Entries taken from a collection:
^^^^
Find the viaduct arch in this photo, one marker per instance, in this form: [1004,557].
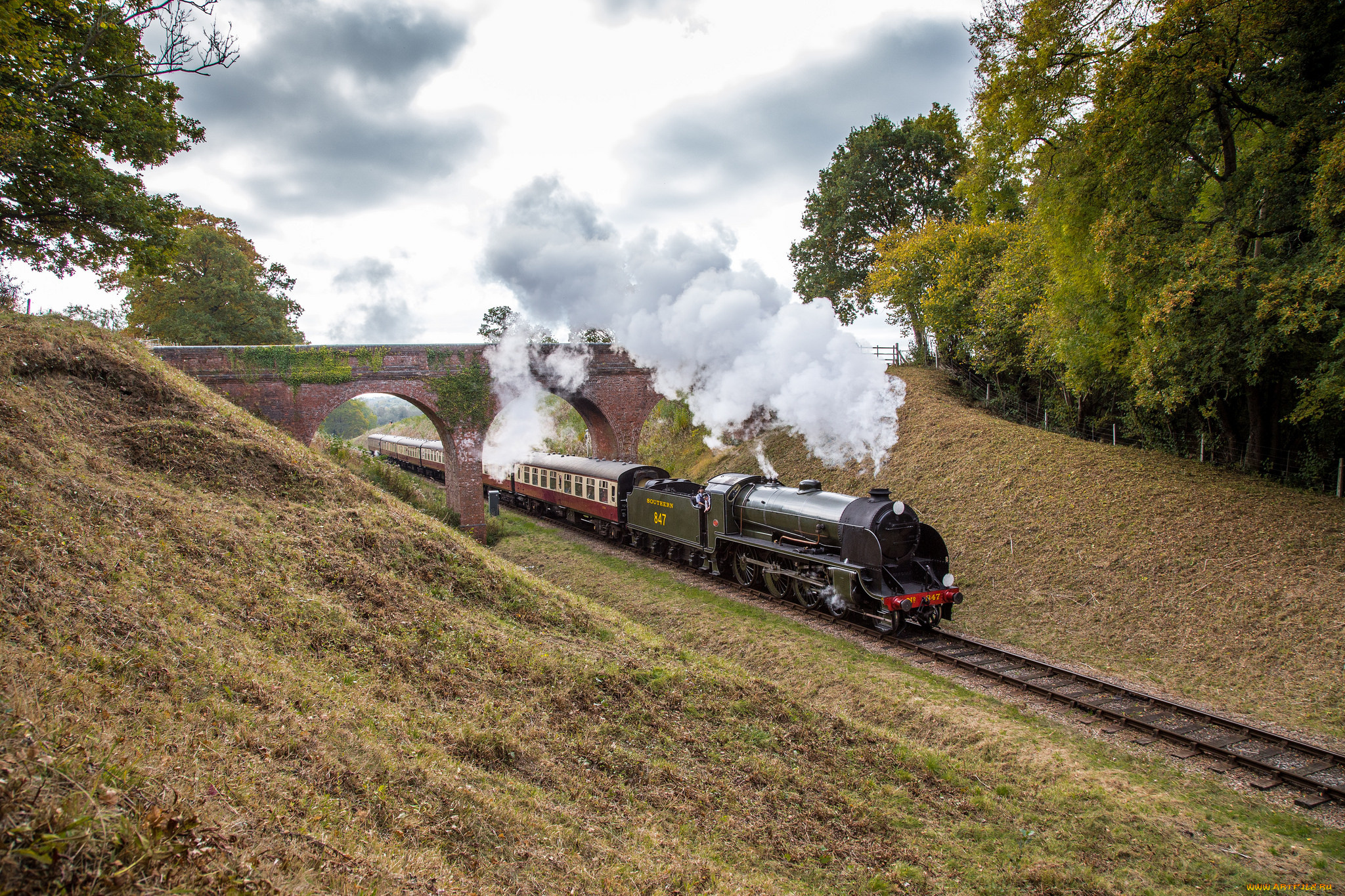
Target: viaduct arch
[298,386]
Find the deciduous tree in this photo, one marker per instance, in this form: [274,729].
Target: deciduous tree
[87,108]
[884,178]
[214,289]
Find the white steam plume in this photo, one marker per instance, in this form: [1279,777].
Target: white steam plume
[521,426]
[767,468]
[730,337]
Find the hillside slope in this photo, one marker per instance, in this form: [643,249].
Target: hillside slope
[1216,586]
[232,667]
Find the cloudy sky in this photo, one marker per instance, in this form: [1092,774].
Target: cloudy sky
[369,146]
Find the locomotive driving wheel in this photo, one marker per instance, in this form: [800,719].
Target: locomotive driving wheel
[816,595]
[778,584]
[744,572]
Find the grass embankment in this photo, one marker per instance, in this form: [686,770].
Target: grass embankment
[1029,793]
[1222,587]
[232,666]
[416,427]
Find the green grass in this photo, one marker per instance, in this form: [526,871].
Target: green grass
[296,683]
[1219,587]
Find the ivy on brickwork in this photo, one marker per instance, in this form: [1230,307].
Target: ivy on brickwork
[464,396]
[295,364]
[372,356]
[437,358]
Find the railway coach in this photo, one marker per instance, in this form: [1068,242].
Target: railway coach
[417,456]
[870,558]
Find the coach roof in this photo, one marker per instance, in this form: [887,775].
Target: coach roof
[590,467]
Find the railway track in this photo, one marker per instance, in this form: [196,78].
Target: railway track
[1317,771]
[1279,761]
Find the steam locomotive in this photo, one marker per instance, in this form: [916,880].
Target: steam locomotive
[866,558]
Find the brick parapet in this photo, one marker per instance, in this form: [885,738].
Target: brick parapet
[615,400]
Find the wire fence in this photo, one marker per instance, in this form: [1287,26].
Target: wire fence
[1304,469]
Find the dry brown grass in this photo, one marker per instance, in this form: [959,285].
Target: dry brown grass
[1216,586]
[295,683]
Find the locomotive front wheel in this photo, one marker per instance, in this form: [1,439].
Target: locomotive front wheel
[744,572]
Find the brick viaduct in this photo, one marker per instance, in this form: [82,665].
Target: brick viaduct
[615,399]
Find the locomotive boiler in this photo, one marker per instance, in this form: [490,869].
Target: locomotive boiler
[870,558]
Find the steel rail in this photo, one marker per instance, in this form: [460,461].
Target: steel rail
[1296,762]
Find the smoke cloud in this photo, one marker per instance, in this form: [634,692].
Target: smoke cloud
[521,427]
[730,337]
[767,468]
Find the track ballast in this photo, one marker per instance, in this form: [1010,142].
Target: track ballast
[1314,770]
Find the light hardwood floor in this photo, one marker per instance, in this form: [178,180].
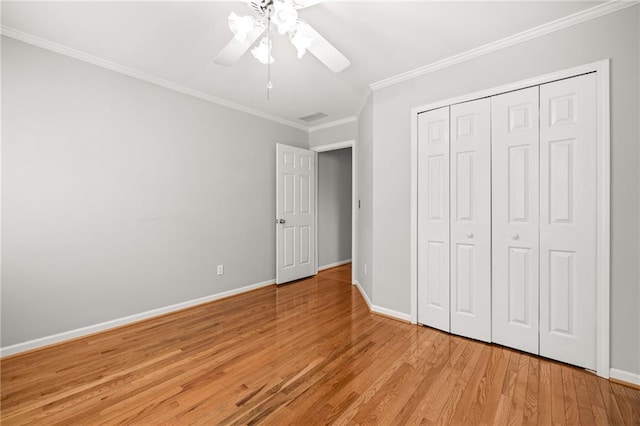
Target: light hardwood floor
[303,353]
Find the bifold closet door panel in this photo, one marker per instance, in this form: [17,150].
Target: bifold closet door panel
[433,218]
[470,219]
[568,206]
[515,204]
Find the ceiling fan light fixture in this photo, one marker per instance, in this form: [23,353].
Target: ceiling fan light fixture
[262,52]
[241,26]
[301,41]
[284,16]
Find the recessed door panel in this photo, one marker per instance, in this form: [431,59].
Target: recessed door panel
[295,213]
[519,286]
[471,219]
[305,194]
[436,298]
[515,204]
[433,219]
[464,279]
[568,170]
[437,182]
[464,186]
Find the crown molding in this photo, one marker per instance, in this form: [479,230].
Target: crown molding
[557,25]
[332,124]
[85,57]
^^^^
An exact copy of each entry is required, minus the pictures.

Find the viaduct arch in this photo, one marker per instance, in this form: [1004,557].
Target: viaduct arch
[298,386]
Find the deciduous tree in this photo, one marker per instance, in this form: [274,729].
Target: deciduous tree
[87,108]
[884,178]
[214,289]
Find the white steam plume in this photo, one marker per instance, in this form: [1279,777].
Target: white steam plume
[521,426]
[767,468]
[730,337]
Find the hillside slope in this photo, one marker per instance, in this form: [643,249].
Target: hillside slope
[1216,586]
[232,667]
Find the cloudy sky in this photo, one marker per instance, in this form: [1092,774].
Target: cloudy sky
[369,146]
Find the locomotive driving wheel in this photo, one marker per instance, in this form: [800,719].
Target: locomotive driving wheel
[816,595]
[778,584]
[744,572]
Find the grass embankment in this photo, one marker per instance, in this form: [686,770].
Target: grass embankment
[1029,793]
[1222,587]
[232,666]
[416,427]
Find the green grass in this photo, one marker per instance, in this form: [526,871].
Target: green grass
[296,683]
[1219,587]
Find the ivy on brickwork in this photo, one marker per instance, in this form: [1230,307].
Target: ivy on brickwork
[464,396]
[295,364]
[372,356]
[437,358]
Find the railway coach in this photo, one marker per instance, in this form: [1068,242].
Target: railway coach
[417,456]
[870,558]
Find the coach roof in this photo, one marker per instance, in this form: [887,775].
Target: coach roof
[590,467]
Find the railway track in this photo, one marker per instance, in this form: [196,78].
Target: railway track
[1317,771]
[1279,761]
Find the steam locomotive in this photo, one marker per instance, in this form: [916,880].
Target: steam locomotive
[866,558]
Find the brick parapet in this photo, one marker per instance, in this form: [885,738].
Target: brick parapet
[615,400]
Find the wire fence in this photo, one marker per instance, in this form: [1287,26].
Target: wire fence
[1304,469]
Find the dry brown grass in this photo, one marker per instance, in this form: [959,285].
Target: dry brown grass
[1216,586]
[295,683]
Find the locomotive front wheel in this photo, one marker per instance, in this form: [1,439].
Target: locomotive front wheel
[744,572]
Find the brick viaduct in this photo, one marker per instance, in this form: [82,665].
Target: brick viaduct
[615,399]
Find the locomotive boiler in this photo, one marker per instance, in this form: [490,869].
Target: locomotive boiler
[870,558]
Find the steel rail in this photo, one marker per instance, in this form: [460,461].
Target: steel rail
[1296,762]
Find the smoke cloud in this photo, one marker per instance, in this form: [634,692].
Target: smoke cloud
[521,427]
[730,337]
[767,468]
Find the track ballast in this photo, one marker per instance, in this form: [1010,142].
Target: track ballast
[1314,770]
Find the light hardwood floor in this photo, one marker per instance, in this form: [178,180].
Target: light hardwood floor
[303,353]
Find the bifold closet door panel in this photo, one marker per instance, in this form: [17,150].
Target: bifold closet door panel
[433,218]
[470,219]
[568,206]
[515,204]
Find the ceiling fan light fixture in this photo, one marker per instance, in this form: [23,353].
Target: ceiling fan light fixture
[262,52]
[241,26]
[301,41]
[284,16]
Find the recessed door panel in this photo, one marker per instance, in this form: [431,59].
Target: recessed door panel
[295,213]
[519,286]
[471,219]
[305,194]
[436,298]
[515,204]
[433,219]
[464,279]
[568,170]
[437,182]
[464,186]
Find the crown molding in this photo, one marker per instance, in this form: [479,230].
Target: crown molding
[557,25]
[332,124]
[85,57]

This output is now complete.